PROVIDED DATA:
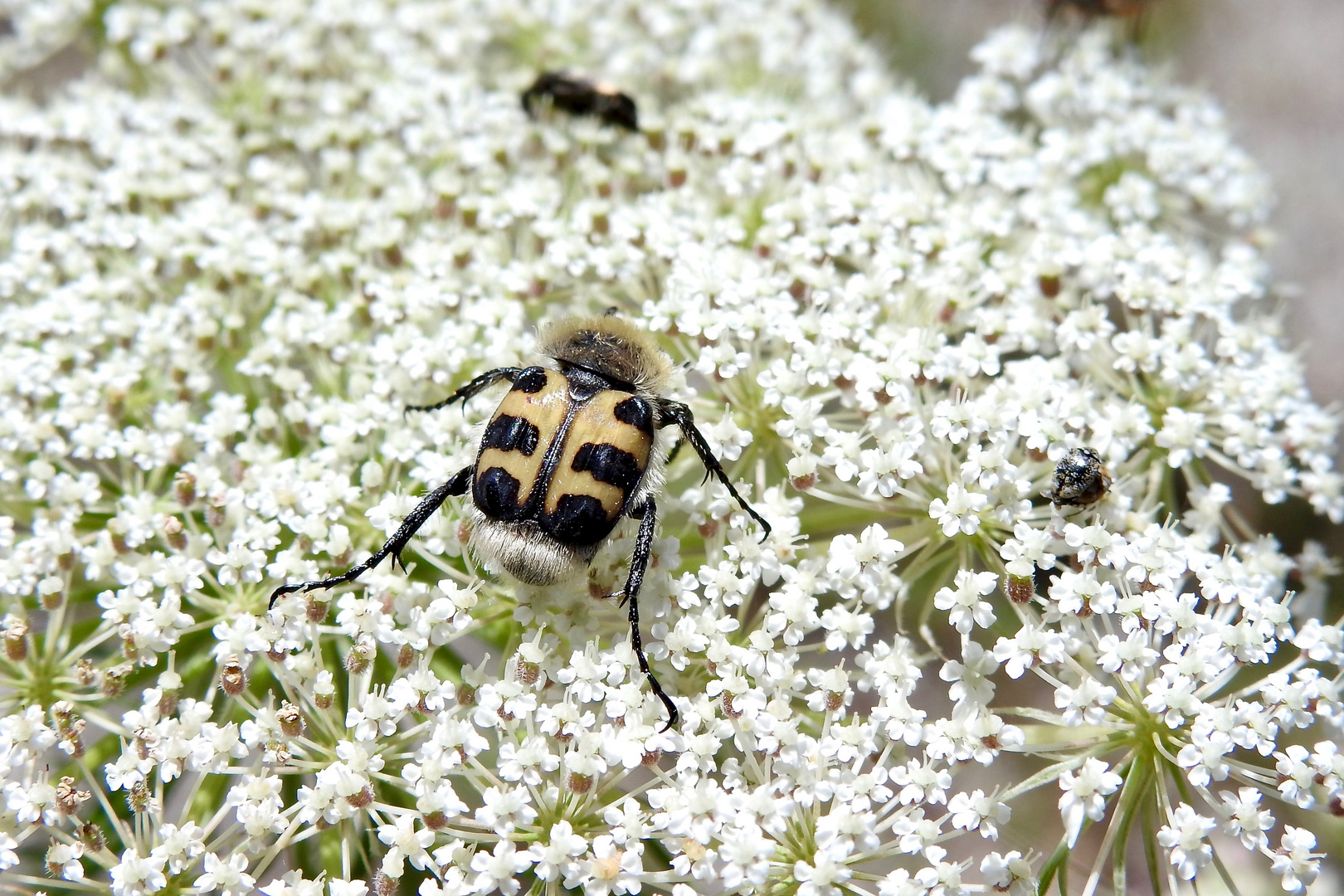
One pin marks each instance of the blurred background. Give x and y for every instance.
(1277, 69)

...

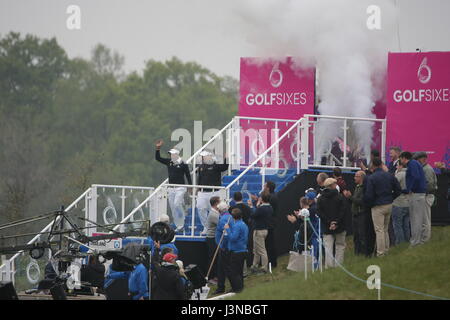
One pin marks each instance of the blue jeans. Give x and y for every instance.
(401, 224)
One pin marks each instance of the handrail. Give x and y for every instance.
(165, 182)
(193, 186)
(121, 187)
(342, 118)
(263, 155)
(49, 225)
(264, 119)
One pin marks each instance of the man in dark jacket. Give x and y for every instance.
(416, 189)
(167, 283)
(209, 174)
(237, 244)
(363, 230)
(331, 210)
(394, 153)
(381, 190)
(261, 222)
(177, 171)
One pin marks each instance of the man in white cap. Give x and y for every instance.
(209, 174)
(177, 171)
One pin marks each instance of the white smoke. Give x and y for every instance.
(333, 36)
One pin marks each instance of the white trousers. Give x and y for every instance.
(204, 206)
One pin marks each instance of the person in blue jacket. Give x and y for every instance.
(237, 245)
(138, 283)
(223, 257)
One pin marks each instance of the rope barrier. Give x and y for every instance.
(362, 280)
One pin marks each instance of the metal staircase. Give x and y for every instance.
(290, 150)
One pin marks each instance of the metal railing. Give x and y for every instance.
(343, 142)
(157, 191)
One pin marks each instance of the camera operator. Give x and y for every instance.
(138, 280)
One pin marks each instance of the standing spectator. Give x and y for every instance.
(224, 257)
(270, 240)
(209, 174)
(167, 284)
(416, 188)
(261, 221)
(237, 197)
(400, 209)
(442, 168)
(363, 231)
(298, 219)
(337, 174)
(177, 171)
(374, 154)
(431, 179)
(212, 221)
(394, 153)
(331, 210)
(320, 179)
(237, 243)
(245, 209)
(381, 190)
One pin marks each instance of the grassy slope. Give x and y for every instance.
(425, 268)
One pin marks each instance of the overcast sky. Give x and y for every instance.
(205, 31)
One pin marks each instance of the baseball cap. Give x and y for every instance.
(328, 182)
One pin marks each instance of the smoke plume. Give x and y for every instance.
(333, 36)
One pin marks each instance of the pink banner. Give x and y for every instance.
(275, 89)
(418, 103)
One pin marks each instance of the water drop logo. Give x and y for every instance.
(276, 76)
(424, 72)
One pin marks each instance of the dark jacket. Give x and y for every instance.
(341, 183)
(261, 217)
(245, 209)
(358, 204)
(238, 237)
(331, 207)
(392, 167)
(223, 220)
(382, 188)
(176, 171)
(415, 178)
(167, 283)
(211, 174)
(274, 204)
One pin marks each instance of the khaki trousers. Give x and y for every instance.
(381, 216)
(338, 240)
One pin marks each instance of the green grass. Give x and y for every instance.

DIRECTION:
Copy the lines from the one containing "One pin marks each instance of the metal railing." up to and including the one containing "One pin marks each instance of the green", keeping them identical.

SOLVED EXERCISE:
One pin marks each instance of the metal railing. Give x and y for every instance.
(343, 142)
(157, 191)
One pin marks each instance of the camera operator. Give x and y for every instance.
(138, 280)
One pin marks each instance of the standing spectator. Give x and y for every instance.
(224, 257)
(270, 240)
(209, 174)
(167, 284)
(416, 188)
(261, 221)
(237, 197)
(400, 209)
(442, 168)
(363, 231)
(298, 219)
(337, 174)
(177, 171)
(374, 154)
(431, 179)
(212, 221)
(394, 153)
(331, 210)
(320, 179)
(237, 243)
(245, 209)
(381, 190)
One pin marks each instance of the grassy slope. Give x and y for every instance.
(425, 268)
One pin marks each instance of the overcast sky. Give x and y for every instance.
(205, 31)
One pin marks each instance of the baseball cap. Give x and y for every instance.
(328, 182)
One pin marks each instance of the smoke plume. Give x and y for every instance.
(333, 36)
One pin marks each instance of the pink banner. Give x and y for every instance.
(275, 89)
(418, 103)
One pin marks each instance of the water drop logo. Give x and y for every instance.
(276, 76)
(424, 72)
One pin marks each instance of the dark jacket. Give x and y for every instance.
(341, 183)
(261, 217)
(245, 209)
(358, 204)
(238, 237)
(331, 207)
(392, 167)
(223, 220)
(382, 188)
(176, 171)
(415, 178)
(167, 283)
(211, 174)
(274, 204)
One pin marks each instance of the khaki trousers. Give x and y for every instance.
(381, 216)
(338, 240)
One pin marks each instance of the green grass. Give x and y for every instance.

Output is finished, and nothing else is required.